所给文本
════════════════

这个部分要实现Leader election，有关选举的内容在论文中有详细的描述，这里就不再赘述了。这个部分有几个细节是可以讨论的：

1.1 选举超时时间

在做到2C的时候，测试总是出错，后来发现是因为选举超时时间设置的太短了，导致选举一直在进行，AppendEntries RPC还没来得及发几个，选举就开始了，后面看了别人的文章，设置长了一点，总算能通过2C，我的选举超时时间设置成了500-550ms，可以参考一下。

1.2 RequestVote RPC

follower在转成candidate之后，要向其他节点发送RequestVote RPC，这个RPC是必须要发一次的，存在这种可能，就是在对某一个server发送RequestVote RPC之前candidate已经收到大部分follower的投票转成leader，此时你也许会判断一下，只有在candidate的阶段才发送RequestVote RPC，若不发送这个RPC，那么只有等到AppendEntries RPC发送的时候follower才会更新term，这个时候可能会导致2A的第一个测试点不通过：当一个candidate成为leader后，测试点一休眠了50ms，在这50ms内，如果一个follower没有收到AppendEntries RPC，那它不会更新term，这个时候会认为选举失败，因为follower和leader的term不一样。

════════════════

提供的数据
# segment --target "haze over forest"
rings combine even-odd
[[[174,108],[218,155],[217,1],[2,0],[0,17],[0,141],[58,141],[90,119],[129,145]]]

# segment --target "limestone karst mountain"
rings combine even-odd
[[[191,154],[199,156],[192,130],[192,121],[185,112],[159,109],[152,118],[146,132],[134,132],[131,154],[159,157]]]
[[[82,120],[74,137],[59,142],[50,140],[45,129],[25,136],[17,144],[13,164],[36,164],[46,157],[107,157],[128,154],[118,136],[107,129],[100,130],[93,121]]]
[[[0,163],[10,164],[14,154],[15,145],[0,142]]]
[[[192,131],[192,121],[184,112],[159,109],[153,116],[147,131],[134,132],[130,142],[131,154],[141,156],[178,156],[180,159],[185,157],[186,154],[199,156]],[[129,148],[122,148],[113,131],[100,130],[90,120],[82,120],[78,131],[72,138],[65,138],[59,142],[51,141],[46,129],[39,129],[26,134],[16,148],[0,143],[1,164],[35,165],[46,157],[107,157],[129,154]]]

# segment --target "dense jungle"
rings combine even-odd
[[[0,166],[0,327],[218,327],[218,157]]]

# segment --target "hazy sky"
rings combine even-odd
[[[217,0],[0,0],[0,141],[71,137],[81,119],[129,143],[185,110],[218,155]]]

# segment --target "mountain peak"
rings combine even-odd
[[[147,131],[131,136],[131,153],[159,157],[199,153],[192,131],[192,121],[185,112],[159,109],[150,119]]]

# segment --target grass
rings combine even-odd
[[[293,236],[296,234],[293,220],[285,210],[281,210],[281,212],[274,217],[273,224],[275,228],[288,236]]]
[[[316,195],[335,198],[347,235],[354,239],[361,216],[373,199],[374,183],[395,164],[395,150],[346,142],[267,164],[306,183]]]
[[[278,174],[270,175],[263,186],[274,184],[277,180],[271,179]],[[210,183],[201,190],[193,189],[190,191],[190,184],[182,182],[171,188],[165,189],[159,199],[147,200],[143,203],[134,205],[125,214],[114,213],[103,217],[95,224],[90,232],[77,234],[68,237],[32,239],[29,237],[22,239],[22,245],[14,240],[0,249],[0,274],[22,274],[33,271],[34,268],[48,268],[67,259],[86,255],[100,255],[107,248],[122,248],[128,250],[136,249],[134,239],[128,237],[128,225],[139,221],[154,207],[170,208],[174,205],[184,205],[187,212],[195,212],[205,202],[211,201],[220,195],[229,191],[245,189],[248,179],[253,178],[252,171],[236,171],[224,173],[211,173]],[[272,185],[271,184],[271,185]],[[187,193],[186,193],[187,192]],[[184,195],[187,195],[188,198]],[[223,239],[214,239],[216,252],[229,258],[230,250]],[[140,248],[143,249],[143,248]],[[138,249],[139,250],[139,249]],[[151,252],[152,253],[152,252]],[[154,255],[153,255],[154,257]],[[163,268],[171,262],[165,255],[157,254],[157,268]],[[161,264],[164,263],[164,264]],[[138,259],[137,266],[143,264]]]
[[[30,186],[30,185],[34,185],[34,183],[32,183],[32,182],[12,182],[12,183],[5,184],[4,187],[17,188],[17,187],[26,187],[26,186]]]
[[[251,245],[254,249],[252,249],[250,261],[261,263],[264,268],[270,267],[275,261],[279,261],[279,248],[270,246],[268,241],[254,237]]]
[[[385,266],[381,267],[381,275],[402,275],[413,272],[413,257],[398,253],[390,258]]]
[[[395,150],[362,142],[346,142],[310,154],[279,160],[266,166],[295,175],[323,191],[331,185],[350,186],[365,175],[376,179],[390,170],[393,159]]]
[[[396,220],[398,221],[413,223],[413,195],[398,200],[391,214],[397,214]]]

════════════════

题目 A
所给文本中，选举超时时间最终设置成了多少？
题目 B
列出所给文本中提到的全部节点角色。
题目 C
引用所给文本中从“这个部分要实现Leader electi”起、到“-550ms，可以参考一下。”为止（含这两处）的原文。

参考答案 A
500-550ms。

参考答案 B
follower、candidate、leader。

参考答案 C
这个部分要实现Leader election，有关选举的内容在论文中有详细的描述，这里就不再赘述了。这个部分有几个细节是可以讨论的：

1.1 选举超时时间

在做到2C的时候，测试总是出错，后来发现是因为选举超时时间设置的太短了，导致选举一直在进行，AppendEntries RPC还没来得及发几个，选举就开始了，后面看了别人的文章，设置长了一点，总算能通过2C，我的选举超时时间设置成了500-550ms，可以参考一下。